::: PASSAGE PROVIDED :::

Pros: Classic looks and a pleasing sound and feel. Two of the highest-launching fairway woods and hybrids we’ve tested.

Cons: Not adjustable. These could spin too much for high-spin golfers. Only one stock shaft, and their swing weights (D5/D4) are a bit on the heavy side. 

Bottom line: Versatile, good looking fairway woods and hybrids that are easy to launch high and straight. 


The Cleveland 588 fairway wood and hybrids are fixed-hosel clubs. The fairway woods come in four lofts: 14, 15.5, 18 and 20.5 degrees. The 14- and 20.5-degree clubs were crafted for right-hand golfers only, while the 15.5 and 18 degree heads are offered in left and right-hand versions.

::: DATA ROWS :::

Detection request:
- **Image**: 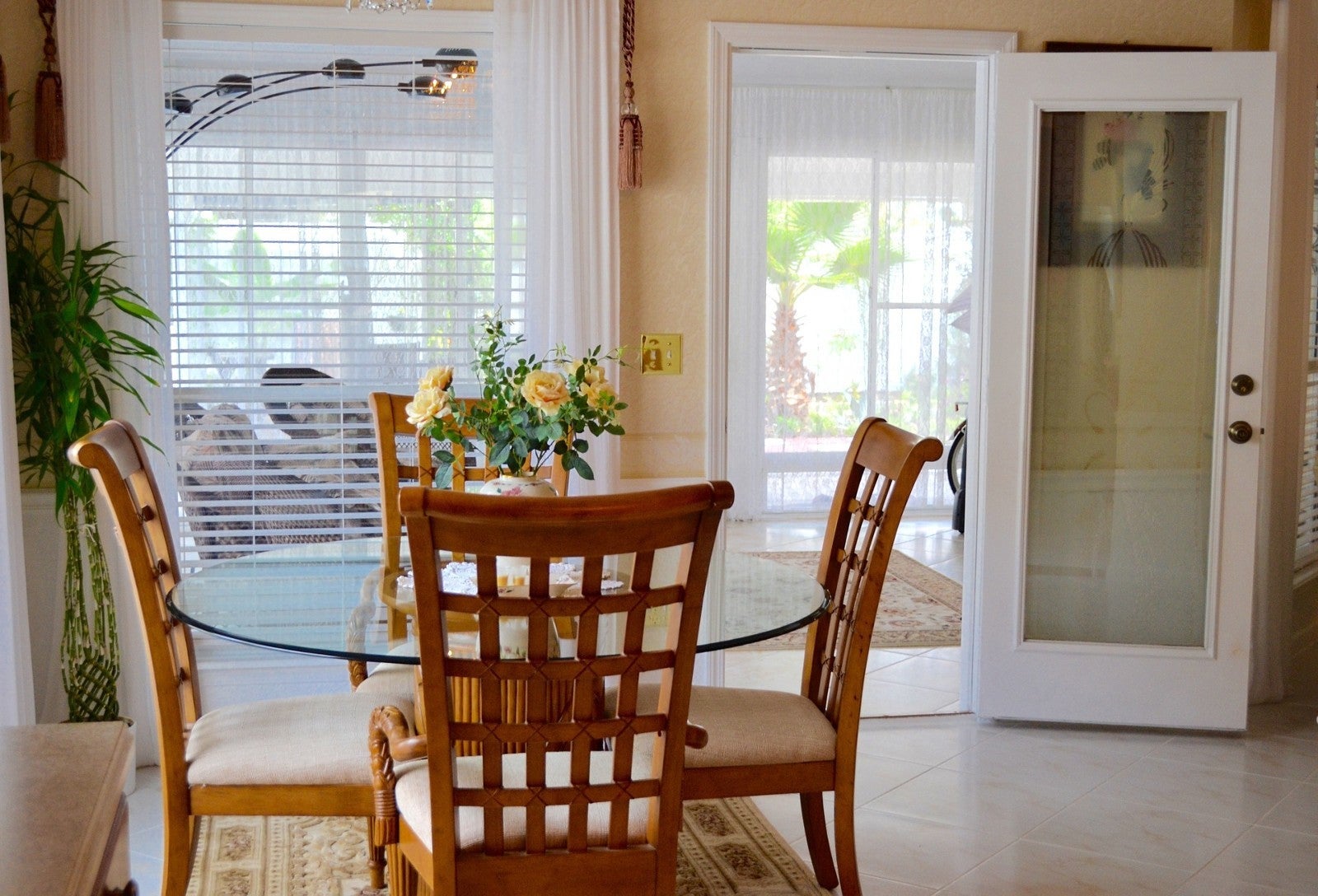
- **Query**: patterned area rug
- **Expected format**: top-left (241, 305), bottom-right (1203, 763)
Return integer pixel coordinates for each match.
top-left (751, 551), bottom-right (960, 650)
top-left (187, 800), bottom-right (828, 896)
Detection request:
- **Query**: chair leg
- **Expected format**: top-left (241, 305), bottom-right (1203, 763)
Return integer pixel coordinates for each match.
top-left (367, 819), bottom-right (385, 891)
top-left (161, 814), bottom-right (194, 896)
top-left (800, 793), bottom-right (837, 889)
top-left (833, 775), bottom-right (861, 896)
top-left (385, 608), bottom-right (407, 641)
top-left (385, 843), bottom-right (420, 896)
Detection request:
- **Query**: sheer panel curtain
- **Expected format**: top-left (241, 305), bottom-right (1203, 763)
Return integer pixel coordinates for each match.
top-left (727, 84), bottom-right (975, 519)
top-left (55, 0), bottom-right (173, 764)
top-left (0, 183), bottom-right (35, 726)
top-left (494, 0), bottom-right (626, 494)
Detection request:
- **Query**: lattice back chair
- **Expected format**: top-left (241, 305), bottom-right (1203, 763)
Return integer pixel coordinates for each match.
top-left (369, 393), bottom-right (435, 651)
top-left (68, 420), bottom-right (413, 896)
top-left (372, 483), bottom-right (733, 896)
top-left (683, 418), bottom-right (942, 896)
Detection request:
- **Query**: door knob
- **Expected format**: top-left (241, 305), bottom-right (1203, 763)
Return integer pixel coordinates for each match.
top-left (1231, 373), bottom-right (1254, 395)
top-left (1227, 420), bottom-right (1254, 446)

:::

### WHAT THE TASK REQUIRES
Pick up the Cleveland 588 fairway wood and hybrid review after its final sentence and keep writing it.

### ANSWER BELOW
The four-part hybrid series lists available offerings as H2 (18 degree), H3 (20.5), H4 (23) and H5 (26). The H5 is available in a right-hand model only, while the other three clubs offer left and right-hand options.

Additional specifications include D5 swing weights for the fairway woods and D4 swing weights for the hybrids. Standard shafts are the Matrix Ozik 6Q3 for the fairway clubs (the same as offered in the Cleveland 588 Custom Driver) and the Matriz Ozik Altus for the hybrids. Both shafts boast mid-range flex points.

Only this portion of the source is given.